## START
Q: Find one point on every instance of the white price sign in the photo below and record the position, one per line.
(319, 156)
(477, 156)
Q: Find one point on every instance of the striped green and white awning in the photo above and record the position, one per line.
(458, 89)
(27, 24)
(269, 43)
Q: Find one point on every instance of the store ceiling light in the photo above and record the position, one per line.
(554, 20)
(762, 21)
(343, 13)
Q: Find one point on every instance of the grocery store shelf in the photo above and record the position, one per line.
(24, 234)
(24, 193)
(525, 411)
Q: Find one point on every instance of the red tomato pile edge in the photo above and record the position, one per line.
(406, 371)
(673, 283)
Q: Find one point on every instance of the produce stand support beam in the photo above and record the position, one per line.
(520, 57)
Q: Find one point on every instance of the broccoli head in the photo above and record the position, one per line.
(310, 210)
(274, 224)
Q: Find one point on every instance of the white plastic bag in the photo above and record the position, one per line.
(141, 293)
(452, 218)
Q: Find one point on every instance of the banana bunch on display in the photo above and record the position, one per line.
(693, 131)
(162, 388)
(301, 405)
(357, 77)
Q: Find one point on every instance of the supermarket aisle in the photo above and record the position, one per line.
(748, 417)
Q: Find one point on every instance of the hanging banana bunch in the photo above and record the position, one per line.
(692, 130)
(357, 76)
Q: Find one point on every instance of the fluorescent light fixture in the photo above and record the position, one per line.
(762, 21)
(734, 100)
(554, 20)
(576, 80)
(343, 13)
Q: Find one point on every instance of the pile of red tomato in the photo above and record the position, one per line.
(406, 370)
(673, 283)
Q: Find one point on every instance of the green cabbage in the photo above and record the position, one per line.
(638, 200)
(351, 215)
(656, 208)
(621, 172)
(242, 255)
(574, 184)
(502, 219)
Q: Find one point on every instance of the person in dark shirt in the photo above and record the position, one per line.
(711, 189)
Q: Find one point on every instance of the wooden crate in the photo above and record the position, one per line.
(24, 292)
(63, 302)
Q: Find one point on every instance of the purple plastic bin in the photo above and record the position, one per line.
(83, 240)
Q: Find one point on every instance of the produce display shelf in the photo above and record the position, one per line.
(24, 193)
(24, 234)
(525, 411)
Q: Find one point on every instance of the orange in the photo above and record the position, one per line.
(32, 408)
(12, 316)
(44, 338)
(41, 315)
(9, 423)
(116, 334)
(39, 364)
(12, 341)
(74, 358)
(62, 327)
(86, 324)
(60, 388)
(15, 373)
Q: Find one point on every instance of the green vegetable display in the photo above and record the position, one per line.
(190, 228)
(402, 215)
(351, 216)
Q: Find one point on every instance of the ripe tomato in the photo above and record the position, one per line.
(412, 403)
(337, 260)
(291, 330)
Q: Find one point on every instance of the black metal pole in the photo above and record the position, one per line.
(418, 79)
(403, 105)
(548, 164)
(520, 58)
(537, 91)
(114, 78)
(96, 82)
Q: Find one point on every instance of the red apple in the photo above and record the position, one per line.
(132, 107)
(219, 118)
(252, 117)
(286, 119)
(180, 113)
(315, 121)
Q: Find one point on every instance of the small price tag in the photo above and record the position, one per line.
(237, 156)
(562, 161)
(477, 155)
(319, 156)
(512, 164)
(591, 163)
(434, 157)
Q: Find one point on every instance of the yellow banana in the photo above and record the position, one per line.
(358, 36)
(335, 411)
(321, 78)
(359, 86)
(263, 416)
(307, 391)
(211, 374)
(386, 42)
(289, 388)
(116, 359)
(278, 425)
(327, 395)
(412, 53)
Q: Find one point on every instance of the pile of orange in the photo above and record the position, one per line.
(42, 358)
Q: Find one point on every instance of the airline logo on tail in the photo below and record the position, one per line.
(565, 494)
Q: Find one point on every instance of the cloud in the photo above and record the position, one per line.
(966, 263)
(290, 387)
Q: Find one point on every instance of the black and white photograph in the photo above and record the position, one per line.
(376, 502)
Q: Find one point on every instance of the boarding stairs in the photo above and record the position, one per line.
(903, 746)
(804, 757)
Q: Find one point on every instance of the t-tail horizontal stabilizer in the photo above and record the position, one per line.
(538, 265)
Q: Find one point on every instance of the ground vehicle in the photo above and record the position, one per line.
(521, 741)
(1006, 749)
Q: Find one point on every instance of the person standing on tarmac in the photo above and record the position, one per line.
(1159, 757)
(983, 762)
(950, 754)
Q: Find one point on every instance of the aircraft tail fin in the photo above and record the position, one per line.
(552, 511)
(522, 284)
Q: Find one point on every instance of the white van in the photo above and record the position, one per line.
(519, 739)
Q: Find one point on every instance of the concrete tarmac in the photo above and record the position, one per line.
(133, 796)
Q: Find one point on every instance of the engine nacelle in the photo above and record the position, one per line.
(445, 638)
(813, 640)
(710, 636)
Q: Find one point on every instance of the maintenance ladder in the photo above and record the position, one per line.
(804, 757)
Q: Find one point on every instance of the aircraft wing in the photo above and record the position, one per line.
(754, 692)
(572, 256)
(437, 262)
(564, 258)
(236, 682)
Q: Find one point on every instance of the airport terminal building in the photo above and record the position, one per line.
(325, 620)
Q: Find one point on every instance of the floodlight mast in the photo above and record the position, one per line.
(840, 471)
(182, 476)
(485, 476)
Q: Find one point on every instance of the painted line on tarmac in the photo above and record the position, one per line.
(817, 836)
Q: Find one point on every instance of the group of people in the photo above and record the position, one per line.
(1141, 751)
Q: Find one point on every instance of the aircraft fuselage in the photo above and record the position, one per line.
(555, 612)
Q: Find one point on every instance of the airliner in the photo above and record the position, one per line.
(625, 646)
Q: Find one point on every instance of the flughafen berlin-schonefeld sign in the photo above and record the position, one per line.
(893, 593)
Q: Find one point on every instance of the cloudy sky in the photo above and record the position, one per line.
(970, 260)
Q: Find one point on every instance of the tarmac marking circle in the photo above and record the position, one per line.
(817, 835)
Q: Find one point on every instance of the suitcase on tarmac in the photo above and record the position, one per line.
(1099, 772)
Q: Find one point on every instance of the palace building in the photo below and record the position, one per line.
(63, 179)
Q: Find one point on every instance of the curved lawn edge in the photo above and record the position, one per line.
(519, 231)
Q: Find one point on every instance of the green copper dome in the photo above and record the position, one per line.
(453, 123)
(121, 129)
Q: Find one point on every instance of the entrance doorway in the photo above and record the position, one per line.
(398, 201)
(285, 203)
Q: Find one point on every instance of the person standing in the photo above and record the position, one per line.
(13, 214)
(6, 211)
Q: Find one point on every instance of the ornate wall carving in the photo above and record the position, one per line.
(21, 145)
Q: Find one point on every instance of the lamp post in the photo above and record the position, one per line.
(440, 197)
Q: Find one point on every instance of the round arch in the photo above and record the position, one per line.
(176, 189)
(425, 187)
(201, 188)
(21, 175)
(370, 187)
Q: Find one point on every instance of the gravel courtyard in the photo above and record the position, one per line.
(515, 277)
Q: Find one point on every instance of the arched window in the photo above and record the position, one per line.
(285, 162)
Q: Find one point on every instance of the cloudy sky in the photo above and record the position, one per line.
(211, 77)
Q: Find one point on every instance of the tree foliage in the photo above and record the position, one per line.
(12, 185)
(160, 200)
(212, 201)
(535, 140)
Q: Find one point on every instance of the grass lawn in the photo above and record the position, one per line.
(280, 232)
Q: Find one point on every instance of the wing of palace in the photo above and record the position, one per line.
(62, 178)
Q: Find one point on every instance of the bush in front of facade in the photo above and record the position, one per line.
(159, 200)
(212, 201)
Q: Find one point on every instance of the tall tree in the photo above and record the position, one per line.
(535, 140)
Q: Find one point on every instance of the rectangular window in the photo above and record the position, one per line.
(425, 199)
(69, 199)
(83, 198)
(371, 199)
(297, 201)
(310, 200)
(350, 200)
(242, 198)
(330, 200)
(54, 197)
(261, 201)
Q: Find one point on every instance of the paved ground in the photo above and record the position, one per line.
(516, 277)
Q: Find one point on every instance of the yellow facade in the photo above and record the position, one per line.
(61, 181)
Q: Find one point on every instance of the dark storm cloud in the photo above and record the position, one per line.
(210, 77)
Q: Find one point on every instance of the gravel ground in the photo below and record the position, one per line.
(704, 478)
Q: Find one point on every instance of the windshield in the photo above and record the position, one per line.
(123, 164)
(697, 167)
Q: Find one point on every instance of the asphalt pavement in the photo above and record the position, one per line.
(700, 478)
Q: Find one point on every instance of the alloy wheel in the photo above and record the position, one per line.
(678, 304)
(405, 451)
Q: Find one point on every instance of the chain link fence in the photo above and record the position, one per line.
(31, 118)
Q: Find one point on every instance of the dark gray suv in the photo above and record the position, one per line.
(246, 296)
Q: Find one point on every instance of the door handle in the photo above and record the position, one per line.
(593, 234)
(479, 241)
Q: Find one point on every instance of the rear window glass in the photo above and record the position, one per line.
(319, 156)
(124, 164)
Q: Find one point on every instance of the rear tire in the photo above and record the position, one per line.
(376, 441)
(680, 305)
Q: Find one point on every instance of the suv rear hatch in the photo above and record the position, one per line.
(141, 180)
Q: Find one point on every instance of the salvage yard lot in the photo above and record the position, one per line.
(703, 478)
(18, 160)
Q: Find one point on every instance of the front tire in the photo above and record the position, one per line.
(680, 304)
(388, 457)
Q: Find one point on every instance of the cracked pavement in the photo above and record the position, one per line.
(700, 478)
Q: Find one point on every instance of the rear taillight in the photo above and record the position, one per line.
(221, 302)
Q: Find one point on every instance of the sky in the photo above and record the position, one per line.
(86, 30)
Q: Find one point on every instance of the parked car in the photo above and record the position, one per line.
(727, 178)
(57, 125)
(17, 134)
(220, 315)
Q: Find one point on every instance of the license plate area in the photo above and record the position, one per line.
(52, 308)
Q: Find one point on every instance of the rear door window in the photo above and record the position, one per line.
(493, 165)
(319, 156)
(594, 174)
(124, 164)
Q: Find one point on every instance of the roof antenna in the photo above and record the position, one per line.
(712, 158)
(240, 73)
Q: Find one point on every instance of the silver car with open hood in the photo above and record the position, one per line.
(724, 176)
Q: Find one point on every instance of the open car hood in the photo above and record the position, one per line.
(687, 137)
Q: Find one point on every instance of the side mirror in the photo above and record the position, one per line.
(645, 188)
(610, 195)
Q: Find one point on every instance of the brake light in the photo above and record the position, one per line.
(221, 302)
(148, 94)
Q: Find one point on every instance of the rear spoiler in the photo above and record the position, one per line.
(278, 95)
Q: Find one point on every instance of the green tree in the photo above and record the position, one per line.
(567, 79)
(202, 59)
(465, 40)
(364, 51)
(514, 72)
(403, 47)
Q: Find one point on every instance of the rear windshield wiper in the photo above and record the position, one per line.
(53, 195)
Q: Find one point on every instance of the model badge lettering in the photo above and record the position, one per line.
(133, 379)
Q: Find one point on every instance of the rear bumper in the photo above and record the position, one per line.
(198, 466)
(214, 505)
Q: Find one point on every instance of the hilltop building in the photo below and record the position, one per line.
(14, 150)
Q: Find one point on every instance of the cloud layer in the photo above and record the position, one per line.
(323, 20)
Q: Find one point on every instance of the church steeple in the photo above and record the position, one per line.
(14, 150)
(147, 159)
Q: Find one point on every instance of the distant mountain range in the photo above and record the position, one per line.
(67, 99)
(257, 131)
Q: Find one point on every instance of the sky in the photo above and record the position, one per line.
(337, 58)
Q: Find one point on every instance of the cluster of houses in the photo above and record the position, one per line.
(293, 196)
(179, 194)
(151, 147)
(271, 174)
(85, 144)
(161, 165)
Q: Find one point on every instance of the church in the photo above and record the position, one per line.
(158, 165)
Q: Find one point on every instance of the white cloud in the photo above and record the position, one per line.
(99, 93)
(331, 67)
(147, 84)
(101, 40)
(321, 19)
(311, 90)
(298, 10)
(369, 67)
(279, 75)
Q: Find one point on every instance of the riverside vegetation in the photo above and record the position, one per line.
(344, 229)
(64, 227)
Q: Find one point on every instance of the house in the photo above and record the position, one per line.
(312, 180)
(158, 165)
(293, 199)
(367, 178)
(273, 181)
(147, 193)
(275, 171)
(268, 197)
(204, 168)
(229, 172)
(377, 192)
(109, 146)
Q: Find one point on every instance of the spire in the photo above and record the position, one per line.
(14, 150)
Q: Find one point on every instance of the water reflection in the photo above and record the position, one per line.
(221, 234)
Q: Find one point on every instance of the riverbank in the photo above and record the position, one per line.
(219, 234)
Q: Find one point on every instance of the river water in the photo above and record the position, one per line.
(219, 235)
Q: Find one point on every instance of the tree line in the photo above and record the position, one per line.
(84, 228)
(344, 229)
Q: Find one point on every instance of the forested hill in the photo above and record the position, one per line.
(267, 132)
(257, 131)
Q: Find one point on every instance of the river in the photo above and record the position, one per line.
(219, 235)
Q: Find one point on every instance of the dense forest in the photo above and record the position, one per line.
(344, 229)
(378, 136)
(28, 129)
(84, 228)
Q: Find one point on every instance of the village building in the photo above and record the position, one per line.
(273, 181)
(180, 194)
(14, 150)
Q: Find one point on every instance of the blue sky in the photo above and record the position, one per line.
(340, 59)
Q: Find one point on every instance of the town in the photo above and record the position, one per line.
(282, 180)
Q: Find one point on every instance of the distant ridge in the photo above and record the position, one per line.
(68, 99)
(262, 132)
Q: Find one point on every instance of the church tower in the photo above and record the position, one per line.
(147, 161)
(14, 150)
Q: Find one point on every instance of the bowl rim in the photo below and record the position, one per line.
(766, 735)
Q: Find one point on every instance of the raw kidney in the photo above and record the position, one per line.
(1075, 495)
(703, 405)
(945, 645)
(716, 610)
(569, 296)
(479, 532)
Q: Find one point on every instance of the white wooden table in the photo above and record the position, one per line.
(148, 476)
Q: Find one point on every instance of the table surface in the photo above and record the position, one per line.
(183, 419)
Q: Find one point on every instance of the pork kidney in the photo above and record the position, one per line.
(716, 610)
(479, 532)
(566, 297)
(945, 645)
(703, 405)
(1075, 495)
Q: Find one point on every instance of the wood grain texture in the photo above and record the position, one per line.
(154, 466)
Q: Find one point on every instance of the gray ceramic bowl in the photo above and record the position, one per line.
## END
_Short task:_
Output the lines from the one containing "Q: Find one point on every instance of the floodlight" through the one containing "(1141, 751)" as a Markdown table with the columns Row and Line. Number each row and leave out any blank lines.

_Answer to the task:_
| Row | Line |
|---|---|
| 1 | Q: Find one point on every instance of the floodlight mast in the photo above and record the position, one per line. |
| 2 | (840, 471) |
| 3 | (182, 476) |
| 4 | (485, 476) |
| 5 | Q: Find one point on every instance of the painted line on tarmac in the photo above and record the position, one per line. |
| 6 | (817, 836) |
| 7 | Q: Find one point on every instance of the group of people in the photo above and record the position, one per line. |
| 8 | (1141, 751) |